Top of EXCERPT TO READ

3 Tips for Keeping Your New Year’s Climate Resolutions
2021 is here, finally. Chances are that you are as eager as I am to end the pandemic, see family and friends, get outdoors, and adopt better habits.
For a growing number of people, those ‘habits’ may relate to climate change. According to the Yale Program on Climate Change Communications, 72% of Americans now believe global warming is happening, and more than half of Americans are either “alarmed” or “concerned” about climate change.
If that sounds like you, you’re not alone in wondering how to make your New Year’s resolutions climate-friendly and help them stick.
What Are Some Climate-Friendly Resolutions?
Climate resolutions are resolutions to change your personal behaviors or habits that contribute to climate change.

Bottom of EXCERPT TO READ

YOUR TASKS
(a) In one to three sentences, explain why the climate resolutions article tells readers who are alarmed or concerned about climate change that they are not alone.
(b) According to the climate resolutions article, what percentage of Americans believe global warming is happening?
(c) Continue the article on climate resolutions, starting after its final sentence.
The records that come next have no connection to the climate resolutions article.

Top of THE DATA

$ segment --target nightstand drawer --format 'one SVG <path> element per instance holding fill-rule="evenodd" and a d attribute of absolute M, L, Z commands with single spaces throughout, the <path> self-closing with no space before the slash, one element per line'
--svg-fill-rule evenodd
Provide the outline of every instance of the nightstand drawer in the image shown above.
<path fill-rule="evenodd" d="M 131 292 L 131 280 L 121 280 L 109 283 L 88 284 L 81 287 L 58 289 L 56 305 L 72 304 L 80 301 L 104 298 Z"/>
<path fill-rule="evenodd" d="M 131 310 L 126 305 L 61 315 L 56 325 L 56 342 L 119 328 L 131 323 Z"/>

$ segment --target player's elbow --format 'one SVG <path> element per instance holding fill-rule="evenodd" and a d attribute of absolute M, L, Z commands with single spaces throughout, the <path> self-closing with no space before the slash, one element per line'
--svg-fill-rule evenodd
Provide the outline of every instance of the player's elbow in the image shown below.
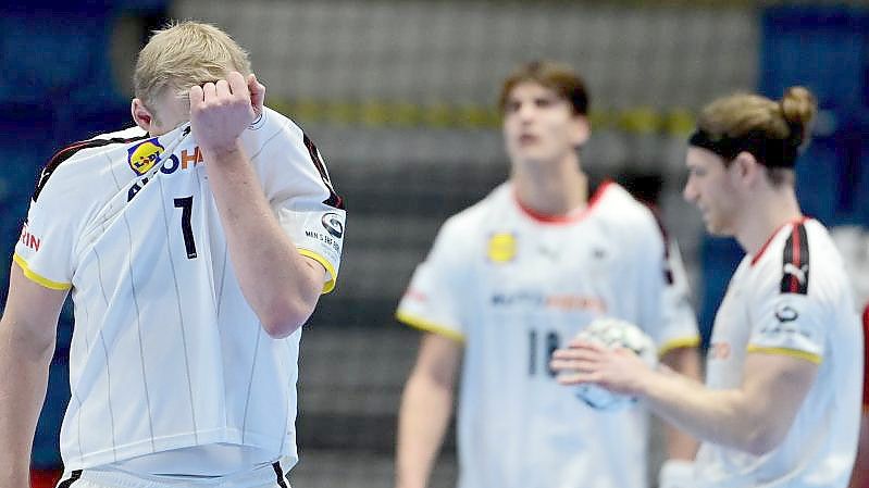
<path fill-rule="evenodd" d="M 283 339 L 308 322 L 314 311 L 314 304 L 302 300 L 284 300 L 272 303 L 268 311 L 259 314 L 260 323 L 269 337 Z"/>
<path fill-rule="evenodd" d="M 746 437 L 743 450 L 753 455 L 764 455 L 778 448 L 787 430 L 775 425 L 757 425 Z"/>

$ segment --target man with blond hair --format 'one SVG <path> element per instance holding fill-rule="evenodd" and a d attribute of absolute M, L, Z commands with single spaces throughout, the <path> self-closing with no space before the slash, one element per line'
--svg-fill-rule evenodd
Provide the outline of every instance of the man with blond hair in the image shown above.
<path fill-rule="evenodd" d="M 706 384 L 648 367 L 626 349 L 574 340 L 550 364 L 564 385 L 640 398 L 703 441 L 697 488 L 845 488 L 857 450 L 862 330 L 845 263 L 803 215 L 797 155 L 814 95 L 737 93 L 706 105 L 685 157 L 684 197 L 710 234 L 745 250 L 718 309 Z"/>
<path fill-rule="evenodd" d="M 60 486 L 286 487 L 300 326 L 345 212 L 313 142 L 219 28 L 154 33 L 136 127 L 59 151 L 0 322 L 0 486 L 25 488 L 61 305 L 75 329 Z"/>
<path fill-rule="evenodd" d="M 579 149 L 588 96 L 569 66 L 519 66 L 499 109 L 510 179 L 450 217 L 398 318 L 424 331 L 399 413 L 396 487 L 429 486 L 459 384 L 459 488 L 646 488 L 645 412 L 600 412 L 561 388 L 549 354 L 596 318 L 638 324 L 661 360 L 696 375 L 681 262 L 653 213 L 589 184 Z M 670 249 L 671 251 L 674 249 Z M 671 433 L 673 487 L 694 454 Z"/>

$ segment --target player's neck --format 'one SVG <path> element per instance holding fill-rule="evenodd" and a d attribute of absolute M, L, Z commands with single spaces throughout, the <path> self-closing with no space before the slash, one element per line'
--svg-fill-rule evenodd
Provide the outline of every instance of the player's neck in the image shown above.
<path fill-rule="evenodd" d="M 517 165 L 510 179 L 519 202 L 541 215 L 568 215 L 588 204 L 588 178 L 580 170 L 579 159 L 553 165 Z"/>
<path fill-rule="evenodd" d="M 736 233 L 736 240 L 745 252 L 756 255 L 775 232 L 785 224 L 803 218 L 793 188 L 782 188 L 764 195 L 749 204 L 743 214 L 745 222 Z"/>

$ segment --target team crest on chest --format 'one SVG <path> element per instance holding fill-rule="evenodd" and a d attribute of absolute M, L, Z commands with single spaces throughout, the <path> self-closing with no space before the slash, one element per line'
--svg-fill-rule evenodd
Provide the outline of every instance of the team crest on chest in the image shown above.
<path fill-rule="evenodd" d="M 496 233 L 488 238 L 486 250 L 488 260 L 501 264 L 516 259 L 516 235 L 512 233 Z"/>
<path fill-rule="evenodd" d="M 139 142 L 127 149 L 129 167 L 139 176 L 148 173 L 160 160 L 160 154 L 163 150 L 163 146 L 160 145 L 156 137 Z"/>

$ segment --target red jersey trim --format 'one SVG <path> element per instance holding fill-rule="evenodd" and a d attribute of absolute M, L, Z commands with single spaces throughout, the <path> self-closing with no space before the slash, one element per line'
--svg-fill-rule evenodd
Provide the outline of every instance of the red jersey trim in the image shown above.
<path fill-rule="evenodd" d="M 756 264 L 758 261 L 760 261 L 760 256 L 762 256 L 762 255 L 764 255 L 764 252 L 766 252 L 766 251 L 767 251 L 767 248 L 769 247 L 770 242 L 772 242 L 772 239 L 773 239 L 773 238 L 775 238 L 775 236 L 778 236 L 778 235 L 779 235 L 779 230 L 783 229 L 785 225 L 802 225 L 802 224 L 804 224 L 806 221 L 808 221 L 809 218 L 810 218 L 810 217 L 807 217 L 807 216 L 805 216 L 805 215 L 804 215 L 804 216 L 802 216 L 802 217 L 794 218 L 794 220 L 793 220 L 793 221 L 791 221 L 791 222 L 785 222 L 784 224 L 780 225 L 780 226 L 779 226 L 779 228 L 777 228 L 777 229 L 775 229 L 775 230 L 772 233 L 772 235 L 770 235 L 770 236 L 769 236 L 769 238 L 767 239 L 767 241 L 766 241 L 766 242 L 764 242 L 764 246 L 761 246 L 761 247 L 760 247 L 760 250 L 759 250 L 759 251 L 757 251 L 757 254 L 756 254 L 754 258 L 752 258 L 752 266 L 754 266 L 754 265 L 755 265 L 755 264 Z"/>

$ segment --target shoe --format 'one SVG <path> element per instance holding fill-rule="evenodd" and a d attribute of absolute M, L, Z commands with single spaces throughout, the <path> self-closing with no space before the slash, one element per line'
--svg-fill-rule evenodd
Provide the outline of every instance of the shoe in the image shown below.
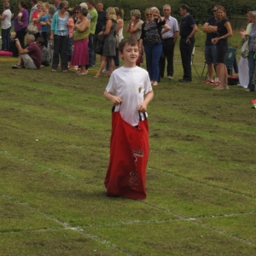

Bottom of THE DATA

TASK-BY-TASK RESULTS
(a) According to the Yale Program on Climate Change Communications, 72% of Americans now believe global warming is happening. More than half of Americans are either "alarmed" or "concerned" about climate change, so a reader who feels this way shares the view of many others.

(b) 72%

(c)
These resolutions may include adopting a plant-rich diet to reduce meat consumption, flying less, and buying an electric vehicle to curb our dependence on fossil fuels. They might also involve installing rooftop solar or contracting for renewable energy, reducing food waste, or buying carbon offsets when a climate-friendly option is unavoidable. Learn more about these behaviors and their impact on the environment.
3 Tips to Keeping That Climate Resolution
Anyone can resolve to adopt climate-friendly behaviors like these. Keeping them is the hard part. Here are three tips for sticking to your climate resolutions based on insights from behavioral science.
1. Make a specific plan and set clear goals.
Behavioral science tells us that plan-making helps people achieve their goals. Articulating and writing down the “when,” “where,” and “how” of following through on your plan reduces forgetfulness and makes it harder to procrastinate. These strategies have been successful in encouraging multiple positive behaviors, including exercising, voter turnout, and vaccination. If your New Year’s resolution involves eating less meat to benefit your health or the planet’s health, your written plan might look like this: “On Mondays, I will only eat meat-free meals.”
2. Leverage peer support and commit publicly.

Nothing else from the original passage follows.